» Yapılacak görevler
1. Frozen filmi üzerine yazıdaki şu cümleyi İngilizceye çevirin: "frozen, bu 6-12 yaş arası neslin "prensesli film" ihtiyacını karşıladı."
2. Frozen filmi üzerine yazıda "filmin yetişkinleri kusturacak kadar" diye başlayan paragrafı, ana bilgilerini koruyarak madde listesine dönüştürün.
3. Frozen filmi üzerine yazıyı kaldığı yerden sürdürün.

» Belge alıntısı
—————

124 entry daha
  • animasyon filmlerden de sinema tarihini etkileyecek başyapıtların çıktığı bir dönemdeyiz. frozen bu başyapıtlardan biri değil, hatta pixar'ın koyduğu çıtayla karşılaştırdığımızda filme vasat bile diyebiliriz. ancak karlar ülkesi'nin, the lion king'den bu yana en büyük kitle beğenisini kazanmış, en fazla konuşulmuş ve tabi en fazla pazarlanmış disney filmi olması boşuna değil.

    bunun en bariz sebebi filmin feminen duruşu. hikaye tutarlılığında yaralar açsa da filmde "kadın gücü" vurgusu alenen yapılıyor. bu konu üzerinde bugüne kadar çokça duruldu, hatta o kadar çok duruldu ki filmin asıl olayından bahseden bir yazı şu güne kadar okumadım. araya bir küçük tespit sokup bu asıl olaydan biraz bahsedeceğim.

    filmin yetişkinleri kusturacak kadar pazar malzemesi olmasının sebebi günümüz jenerasyonuna etkisi. aralarında 6 yaş olan iki kız kardeşim var, biri büyürken her sene iki tane barbie filmi çıkıyordu, çizgi film kanallarında winx club, bratz gibi şeyler dönüyordu. haliyle büyük kardeşim "kız çizgi filmi" bolluğu içinde, pespembe odalarda büyüdü. ancak diğer jenerasyonda daha ziyade caillou, pepee gibi aseksüel, cinsiyetsiz çizgi filmler çok modaydı. frozen, bu 6-12 yaş arası neslin "prensesli film" ihtiyacını karşıladı. haliyle filmden sonra küçük kız kardeşim ve nesildaşları arasında müthiş bir hype baş gösterdi, filmin şarkıları ezberlendi, prenseslerin hareketleri taklit edildi, filmin lisanslı ürün satışları star wars'larla, harry potter'larla yarışır oldu. bu da filmin neden bu kadar popüler olduğunu açıklayan bir etken.

    filmin asıl olayı dediğim şeyse, filmin harikulade bir "farklı birey" manifestosu olması, bunu, anlayabilmek için çok da kurcalamaya lüzum olmayan, anlaşılabilir metaforlarla yapması.

    genel olarak, politik yahut sosyal göndermeler yapabilmek için sinemasal kalitesinden taviz veren yapımlarla barışık değilimdir. bunun çok kötü örneklerini de gördük: 1980 darbesi üzerine modaya uyan milenyum sonrası yapımlar, atatürk filmleri, destansı savaş, çanakkale, sarıkamış filmleri... aynı zamanda -yine türk sinemasının son döneminden örnek verirsek- çoğunluk, sarmaşık gibi kalitesinden taviz vermeden politik tokadını çarpan harika filmler de gördük.

—————

(Segmentasyon etiketleme verileri)
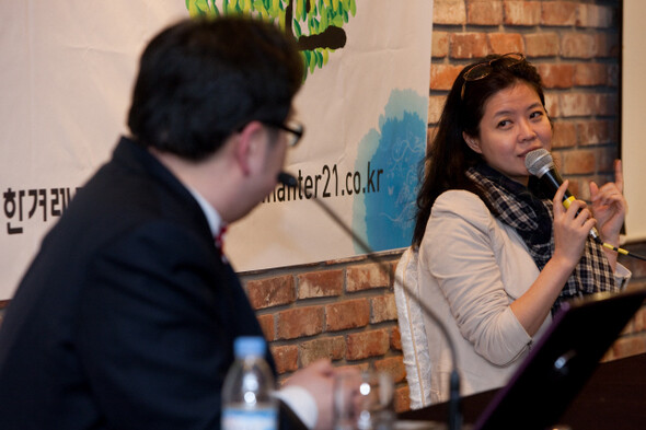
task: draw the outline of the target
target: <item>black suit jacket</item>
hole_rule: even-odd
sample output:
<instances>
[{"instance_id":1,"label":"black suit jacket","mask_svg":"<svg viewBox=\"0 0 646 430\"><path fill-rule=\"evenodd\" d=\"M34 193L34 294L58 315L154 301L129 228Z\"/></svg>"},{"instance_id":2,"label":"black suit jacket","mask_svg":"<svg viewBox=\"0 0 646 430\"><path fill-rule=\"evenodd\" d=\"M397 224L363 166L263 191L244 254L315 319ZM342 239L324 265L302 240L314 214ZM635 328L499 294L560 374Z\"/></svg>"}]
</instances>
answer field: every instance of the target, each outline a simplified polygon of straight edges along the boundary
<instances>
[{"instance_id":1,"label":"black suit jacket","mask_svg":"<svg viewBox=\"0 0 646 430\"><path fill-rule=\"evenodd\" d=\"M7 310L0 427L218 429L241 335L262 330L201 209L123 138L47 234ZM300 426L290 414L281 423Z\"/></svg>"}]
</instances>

—————

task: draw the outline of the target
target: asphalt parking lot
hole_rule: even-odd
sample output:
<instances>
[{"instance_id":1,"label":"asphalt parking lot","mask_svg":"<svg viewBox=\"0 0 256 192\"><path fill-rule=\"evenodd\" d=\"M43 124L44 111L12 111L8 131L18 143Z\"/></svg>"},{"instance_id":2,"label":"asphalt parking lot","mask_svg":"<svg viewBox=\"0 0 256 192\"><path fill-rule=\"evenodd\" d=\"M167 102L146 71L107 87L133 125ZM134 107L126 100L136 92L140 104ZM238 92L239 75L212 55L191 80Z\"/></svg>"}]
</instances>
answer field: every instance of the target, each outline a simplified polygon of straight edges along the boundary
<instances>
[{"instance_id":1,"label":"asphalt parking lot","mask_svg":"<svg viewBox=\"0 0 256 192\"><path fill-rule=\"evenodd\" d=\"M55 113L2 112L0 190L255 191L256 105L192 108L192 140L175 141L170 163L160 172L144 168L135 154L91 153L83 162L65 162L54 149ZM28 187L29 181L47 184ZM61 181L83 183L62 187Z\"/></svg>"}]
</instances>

—————

» Görev yanıtları
1. Frozen met this 6-to-12-year-old generation's need for a "princess movie."

2.
- Filmin bu kadar çok pazarlanmasının sebebi bugünkü nesle olan etkisidir.
- Yazarın aralarında 6 yaş fark olan iki kız kardeşi vardır.
- Büyük kardeş büyürken her yıl iki Barbie filmi çıkıyor, çizgi film kanallarında Winx Club ve Bratz gibi yapımlar gösteriliyordu. Bu kardeş "kız çizgi filmi" bolluğu içinde büyüdü.
- Sonraki nesilde ise Caillou ve Pepee gibi cinsiyetsiz çizgi filmler moda oldu.
- Frozen, 6-12 yaş arası neslin "prensesli film" ihtiyacını karşıladı.
- Film, küçük kardeş ve akranları arasında büyük bir ilgi uyandırdı. Şarkıları ezberlendi, prenseslerin hareketleri taklit edildi. Lisanslı ürün satışları Star Wars ve Harry Potter ile yarışır hale geldi.
- Bu durum, filmin popülerliğini açıklayan etkenlerden biridir.

3.
    frozen, kesinlikle ikinci grubun üyesi değil. ilk başta bahsettiğimiz feminen hava için film zaten tavizler veriyordu. ancak asıl büyük tavizler filmin "farklılara hitap etmek" kaygısıyla verilmiş. zira tam da bu sebepten filmi izleyen yetişkinlerin -ben dahil- ilk tepkisi "ıyk" oldu. çünkü gerek hikayede gerek karakterlerde filmi küçük düşüren pek çok hata vardı. haliyle olgun seyircinin tepkisi olumsuzdu. bu başlığı incelerseniz de görürsünüz zaten, bir wall-e'nin, bir up'ın aldığı olumlu tepkilere bu film için rastlamayız.

    ben filmi çıktığı gün sinemada izlemiştim bizim ufaklık sağ olsun. tüm yetişkinlerle aynı refleksi verdim ve filmi beğenmedim tabi. ama sonra üzerine düşündükçe, filmi beğenmeme engel olan kusurların var olma sebebini buldum. film, cinsel tercihi yüzünden, politik görüşü yüzünden, dini inançları/inanmaması yüzünden, ırkı, cinsiyeti yüzünden dışlanmış her türlü farklıya cesaret vermek, on yaşındaki ufaklıklara olduğu kadar onlara da hitap etmek kaygısı taşıyordu.

    ve şunu söyleyebilirim ki, filmi ilk izleyip burun kıvırmamın üzerinden 3 sene geçmişken, o farklılardan biri olarak, yüzüklerin efendisi'nden beri ilk kez bir filmle bu kadar bağ kuruyorum.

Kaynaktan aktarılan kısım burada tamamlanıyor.